Data items:
----
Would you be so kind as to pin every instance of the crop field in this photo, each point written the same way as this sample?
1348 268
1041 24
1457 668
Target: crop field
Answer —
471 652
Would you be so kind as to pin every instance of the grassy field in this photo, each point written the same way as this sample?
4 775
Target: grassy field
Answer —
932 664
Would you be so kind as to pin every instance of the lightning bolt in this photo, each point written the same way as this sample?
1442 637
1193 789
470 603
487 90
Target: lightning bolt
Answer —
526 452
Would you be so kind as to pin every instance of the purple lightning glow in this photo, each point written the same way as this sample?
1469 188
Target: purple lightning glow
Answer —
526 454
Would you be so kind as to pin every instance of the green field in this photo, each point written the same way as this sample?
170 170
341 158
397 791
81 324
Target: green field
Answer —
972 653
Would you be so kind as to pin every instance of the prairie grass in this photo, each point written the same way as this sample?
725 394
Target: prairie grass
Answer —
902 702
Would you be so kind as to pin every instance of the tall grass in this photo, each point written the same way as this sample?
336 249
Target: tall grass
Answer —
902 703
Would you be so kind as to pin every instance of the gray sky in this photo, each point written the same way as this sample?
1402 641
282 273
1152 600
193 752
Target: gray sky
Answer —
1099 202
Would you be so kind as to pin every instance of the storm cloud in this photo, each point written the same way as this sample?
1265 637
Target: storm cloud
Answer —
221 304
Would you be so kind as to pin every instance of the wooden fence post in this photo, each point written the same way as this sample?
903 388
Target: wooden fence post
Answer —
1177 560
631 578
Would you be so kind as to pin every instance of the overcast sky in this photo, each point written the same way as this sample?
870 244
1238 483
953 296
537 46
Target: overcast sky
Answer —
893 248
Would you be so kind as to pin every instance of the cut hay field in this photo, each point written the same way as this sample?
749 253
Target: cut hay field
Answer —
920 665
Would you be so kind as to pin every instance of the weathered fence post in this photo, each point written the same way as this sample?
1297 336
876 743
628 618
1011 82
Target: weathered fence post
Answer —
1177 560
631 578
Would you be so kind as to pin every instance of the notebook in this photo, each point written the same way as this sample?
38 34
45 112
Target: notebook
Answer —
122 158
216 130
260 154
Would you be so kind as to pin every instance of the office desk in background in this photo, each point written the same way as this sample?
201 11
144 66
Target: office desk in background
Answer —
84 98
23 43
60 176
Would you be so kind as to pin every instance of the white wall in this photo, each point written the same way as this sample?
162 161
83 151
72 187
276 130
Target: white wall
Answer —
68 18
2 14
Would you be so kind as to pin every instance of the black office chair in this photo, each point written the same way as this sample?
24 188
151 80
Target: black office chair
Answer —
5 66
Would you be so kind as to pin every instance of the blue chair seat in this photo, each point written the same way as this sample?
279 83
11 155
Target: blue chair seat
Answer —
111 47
----
- What is required
Repeat the entries above exactly, leaving nothing out.

- Full response
Would you be so kind as to pin every instance of the crop field in this photo, each point written the same way as this sample?
1348 268
1041 24
1457 668
Target: crop field
Answer —
471 652
Would you be so kind as to pin every instance of the grassy field in this photo, each point written the same way as this sample?
4 775
Target: grassy field
Answer —
932 664
Would you be so kind as to pin every instance of the lightning bolt in this photo, each point written the same way as this sample?
1442 637
1193 789
470 603
487 90
Target: lightning bolt
Answer —
526 452
Would you be so kind as to pin every instance of the purple lightning glow in this photo, each point written the same way as this sample?
1469 188
Target: purple lightning glow
Answer —
526 454
Would you be so kind as to pin every instance of the green field in this photo, each point written the same way as this sample?
170 170
341 158
397 791
81 324
Target: green field
Answer —
972 653
Would you be so kind as to pin every instance of the prairie grass in this photo, each point written the same way as this sample?
725 394
Target: prairie grass
Answer —
902 702
Would you be so kind as to pin every instance of the tall grass in this photo, each point written the same way as this sample?
336 249
Target: tall grass
Answer —
902 703
Would you be so kind as to pin every instance of the gray sky in this photo, each point written the same way as this sample?
1402 641
282 273
1152 600
193 752
Target: gray sky
Answer —
1099 202
Would you be so kind as to pin every instance of the storm cloud in this photo, each point written the same way as this sample?
1265 637
Target: storm cloud
Answer —
221 304
Would you be so kind as to pin every instance of the wooden fence post in this photo, each point written the same way as this sample?
903 388
Target: wooden fence post
Answer —
1177 560
631 578
Would you be so kind as to pin every instance of the overcast sky in this photo, each point written the same way as this sample?
870 244
1238 483
953 296
537 46
Target: overcast sky
Answer —
893 248
Would you be so kind as to pin every instance of the cut hay field in this photo, each point written the same way as this sample?
749 253
Target: cut hay field
Answer —
920 665
Would you be so kind as to pin every instance of the weathered fence post in this photo, each point written the same way as this sample?
1297 336
876 743
628 618
1011 82
Target: weathered fence post
Answer —
1177 560
631 578
Would you be so kind as to pin every instance of the notebook in this photo, each point written the same way as this sample?
38 34
45 112
Target: notebook
Answer —
122 158
216 130
260 154
Would you be so kind as to pin every instance of the office desk in background in this photo, each point written the same way as this sample?
201 11
144 66
Target: office desk in background
Answer —
84 98
23 43
60 176
Would you be so kind as to pin every instance of the white wall in this photo, each point written the same way as this sample?
162 161
83 151
72 187
276 130
Target: white wall
Answer —
68 18
2 14
Would you be so kind as to pin every instance of the black office chair in this photo, each point written the same way as this sample?
24 188
151 80
Target: black office chair
Answer —
5 66
Would you be so kind as to pin every instance of the blue chair seat in this photo, each point written the same way as this sample?
279 83
11 155
Target: blue chair seat
Answer —
111 47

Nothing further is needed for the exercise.